• _WHAT YOU WILL DO_
Return a copy of every line in the records that includes the word "below".

-*-

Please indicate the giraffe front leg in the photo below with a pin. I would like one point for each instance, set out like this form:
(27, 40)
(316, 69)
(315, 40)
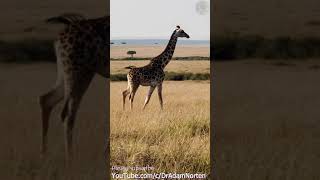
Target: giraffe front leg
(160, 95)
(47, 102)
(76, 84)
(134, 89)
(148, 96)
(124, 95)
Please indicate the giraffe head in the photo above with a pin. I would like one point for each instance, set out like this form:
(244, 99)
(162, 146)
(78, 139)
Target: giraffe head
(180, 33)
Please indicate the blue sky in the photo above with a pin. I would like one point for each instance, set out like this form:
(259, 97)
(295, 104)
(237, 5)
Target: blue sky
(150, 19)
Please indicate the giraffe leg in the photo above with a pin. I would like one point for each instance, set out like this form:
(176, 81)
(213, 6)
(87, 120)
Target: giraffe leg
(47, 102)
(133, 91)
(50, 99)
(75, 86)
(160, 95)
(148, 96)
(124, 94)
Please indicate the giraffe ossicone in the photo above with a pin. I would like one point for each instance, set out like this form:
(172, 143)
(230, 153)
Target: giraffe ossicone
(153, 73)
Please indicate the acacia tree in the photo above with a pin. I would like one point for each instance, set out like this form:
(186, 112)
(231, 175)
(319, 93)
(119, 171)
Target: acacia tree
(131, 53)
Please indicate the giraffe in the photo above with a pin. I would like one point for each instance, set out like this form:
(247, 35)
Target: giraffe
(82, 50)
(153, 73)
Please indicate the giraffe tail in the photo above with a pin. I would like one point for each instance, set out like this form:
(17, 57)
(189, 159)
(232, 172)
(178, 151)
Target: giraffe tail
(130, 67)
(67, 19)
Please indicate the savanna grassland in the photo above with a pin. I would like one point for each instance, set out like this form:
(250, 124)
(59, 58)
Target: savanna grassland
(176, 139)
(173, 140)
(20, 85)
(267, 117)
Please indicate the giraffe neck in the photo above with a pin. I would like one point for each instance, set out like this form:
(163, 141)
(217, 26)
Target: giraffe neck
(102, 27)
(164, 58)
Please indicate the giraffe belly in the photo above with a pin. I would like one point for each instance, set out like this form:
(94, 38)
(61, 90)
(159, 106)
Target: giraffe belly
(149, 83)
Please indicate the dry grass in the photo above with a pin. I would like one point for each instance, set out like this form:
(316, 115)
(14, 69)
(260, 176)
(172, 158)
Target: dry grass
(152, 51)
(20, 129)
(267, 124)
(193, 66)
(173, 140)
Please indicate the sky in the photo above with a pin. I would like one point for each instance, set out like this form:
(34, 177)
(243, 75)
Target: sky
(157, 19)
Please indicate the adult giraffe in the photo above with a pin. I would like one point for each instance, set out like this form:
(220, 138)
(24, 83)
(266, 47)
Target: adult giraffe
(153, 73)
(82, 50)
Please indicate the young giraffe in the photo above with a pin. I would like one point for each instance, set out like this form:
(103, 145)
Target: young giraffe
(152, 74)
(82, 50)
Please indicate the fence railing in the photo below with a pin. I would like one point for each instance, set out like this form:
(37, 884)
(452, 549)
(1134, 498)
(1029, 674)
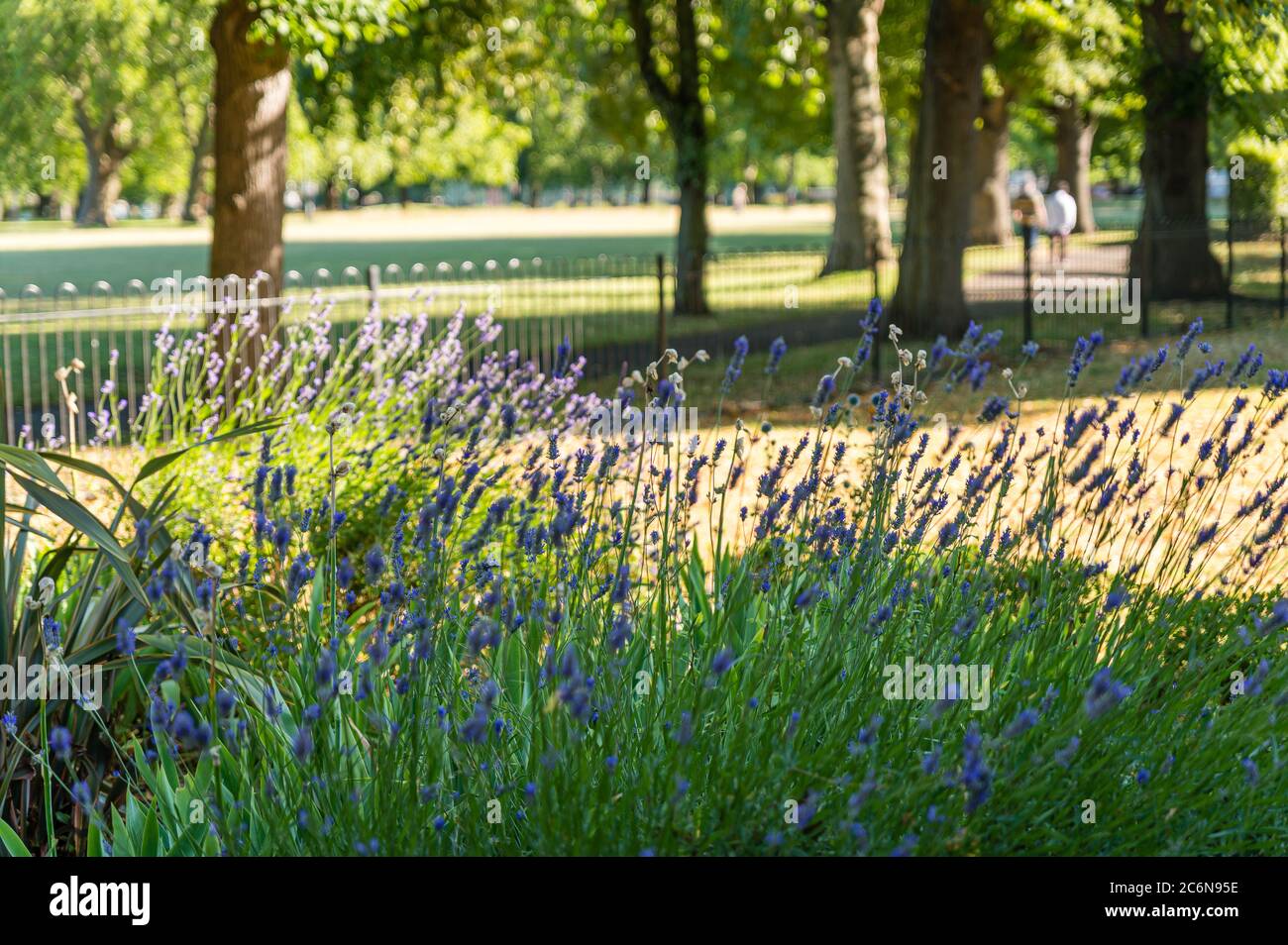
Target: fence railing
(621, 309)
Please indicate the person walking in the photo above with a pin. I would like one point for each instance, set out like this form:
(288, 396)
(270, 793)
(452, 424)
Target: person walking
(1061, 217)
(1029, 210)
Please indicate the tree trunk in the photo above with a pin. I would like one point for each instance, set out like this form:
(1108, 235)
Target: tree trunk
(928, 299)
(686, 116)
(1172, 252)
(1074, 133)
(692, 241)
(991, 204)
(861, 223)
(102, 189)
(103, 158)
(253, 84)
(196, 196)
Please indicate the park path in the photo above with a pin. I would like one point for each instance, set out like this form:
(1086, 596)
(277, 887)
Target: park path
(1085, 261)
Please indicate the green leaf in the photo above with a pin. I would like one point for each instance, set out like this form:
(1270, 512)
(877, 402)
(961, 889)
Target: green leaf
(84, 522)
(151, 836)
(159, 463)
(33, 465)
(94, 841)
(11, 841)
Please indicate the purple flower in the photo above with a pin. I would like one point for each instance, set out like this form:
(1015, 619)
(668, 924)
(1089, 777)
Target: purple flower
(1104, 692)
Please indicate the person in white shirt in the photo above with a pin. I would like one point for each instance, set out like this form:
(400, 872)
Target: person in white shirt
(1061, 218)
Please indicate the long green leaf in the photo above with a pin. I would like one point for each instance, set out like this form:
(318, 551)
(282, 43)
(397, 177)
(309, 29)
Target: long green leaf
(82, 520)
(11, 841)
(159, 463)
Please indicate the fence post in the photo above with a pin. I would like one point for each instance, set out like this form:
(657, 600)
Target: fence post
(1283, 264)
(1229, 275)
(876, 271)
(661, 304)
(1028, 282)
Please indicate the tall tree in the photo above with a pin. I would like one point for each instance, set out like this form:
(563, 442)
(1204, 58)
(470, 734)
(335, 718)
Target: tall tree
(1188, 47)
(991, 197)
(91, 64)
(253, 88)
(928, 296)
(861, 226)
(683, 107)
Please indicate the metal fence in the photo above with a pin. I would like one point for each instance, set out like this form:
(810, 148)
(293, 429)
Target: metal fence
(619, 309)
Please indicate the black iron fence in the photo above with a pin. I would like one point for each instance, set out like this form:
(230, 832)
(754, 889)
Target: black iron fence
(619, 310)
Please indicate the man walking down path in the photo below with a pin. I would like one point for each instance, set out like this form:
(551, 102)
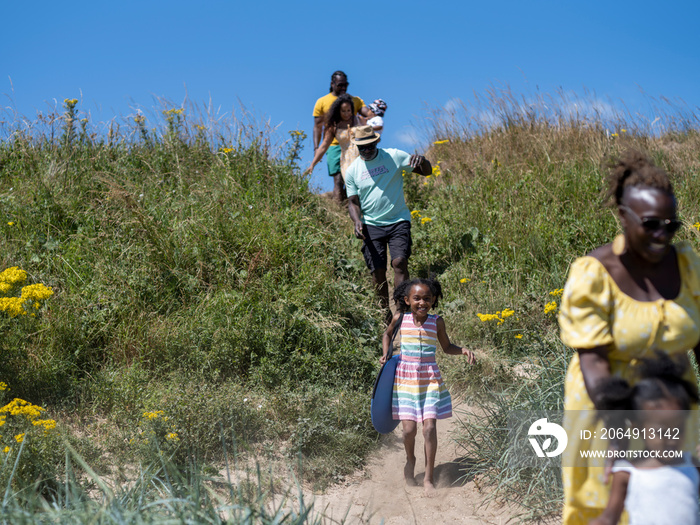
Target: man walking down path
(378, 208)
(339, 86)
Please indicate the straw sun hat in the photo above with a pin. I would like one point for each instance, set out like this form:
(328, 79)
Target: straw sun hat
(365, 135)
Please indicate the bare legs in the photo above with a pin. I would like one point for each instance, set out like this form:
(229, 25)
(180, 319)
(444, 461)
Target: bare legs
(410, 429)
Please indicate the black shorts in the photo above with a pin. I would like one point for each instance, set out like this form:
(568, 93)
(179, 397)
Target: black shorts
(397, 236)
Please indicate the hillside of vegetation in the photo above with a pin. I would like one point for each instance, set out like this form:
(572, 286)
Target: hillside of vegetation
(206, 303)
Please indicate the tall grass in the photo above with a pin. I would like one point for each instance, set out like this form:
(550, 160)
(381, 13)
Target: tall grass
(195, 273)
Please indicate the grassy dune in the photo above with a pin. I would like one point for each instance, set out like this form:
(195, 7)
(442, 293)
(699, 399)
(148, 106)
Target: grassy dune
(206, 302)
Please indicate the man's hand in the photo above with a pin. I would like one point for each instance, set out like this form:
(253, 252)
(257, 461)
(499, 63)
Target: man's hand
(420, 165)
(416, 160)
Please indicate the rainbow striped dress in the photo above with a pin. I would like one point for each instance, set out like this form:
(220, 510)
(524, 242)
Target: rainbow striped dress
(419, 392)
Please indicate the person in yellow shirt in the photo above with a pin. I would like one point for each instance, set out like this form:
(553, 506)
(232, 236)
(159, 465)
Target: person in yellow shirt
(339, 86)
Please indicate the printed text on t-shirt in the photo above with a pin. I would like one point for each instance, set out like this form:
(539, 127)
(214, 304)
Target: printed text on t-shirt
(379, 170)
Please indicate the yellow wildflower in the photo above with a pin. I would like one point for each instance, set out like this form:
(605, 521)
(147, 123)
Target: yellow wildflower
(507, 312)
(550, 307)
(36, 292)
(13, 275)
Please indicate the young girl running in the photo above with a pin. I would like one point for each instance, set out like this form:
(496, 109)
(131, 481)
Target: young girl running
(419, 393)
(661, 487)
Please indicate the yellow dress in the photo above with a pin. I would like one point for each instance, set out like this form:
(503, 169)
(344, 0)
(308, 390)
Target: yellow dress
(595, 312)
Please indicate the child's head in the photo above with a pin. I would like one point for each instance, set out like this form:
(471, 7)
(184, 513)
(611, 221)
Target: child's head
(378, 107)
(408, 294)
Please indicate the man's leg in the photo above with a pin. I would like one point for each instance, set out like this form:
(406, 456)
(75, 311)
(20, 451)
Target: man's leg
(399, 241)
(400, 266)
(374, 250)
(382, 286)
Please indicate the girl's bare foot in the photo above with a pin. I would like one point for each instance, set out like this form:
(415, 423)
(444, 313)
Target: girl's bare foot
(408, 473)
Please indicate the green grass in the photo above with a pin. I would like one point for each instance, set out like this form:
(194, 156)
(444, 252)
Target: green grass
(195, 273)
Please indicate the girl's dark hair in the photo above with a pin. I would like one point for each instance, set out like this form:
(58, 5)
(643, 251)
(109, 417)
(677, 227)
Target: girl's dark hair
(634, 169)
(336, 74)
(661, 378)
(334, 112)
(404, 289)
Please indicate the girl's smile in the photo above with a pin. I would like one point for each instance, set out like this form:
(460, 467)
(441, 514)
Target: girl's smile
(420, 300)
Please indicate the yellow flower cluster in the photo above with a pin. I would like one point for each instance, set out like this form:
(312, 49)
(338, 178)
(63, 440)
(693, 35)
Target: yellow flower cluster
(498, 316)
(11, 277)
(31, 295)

-*-

• _RESPONSE_
Please indicate the giraffe front leg in the photo below with a pin. I would like one point for each instance, set out like this form:
Please indicate the fence railing in the photo below with a pin. I would like one point for each instance, set out like this form:
Please indicate the man walking down path in the photo below with a pin. I would like one point for each instance, set out like this form:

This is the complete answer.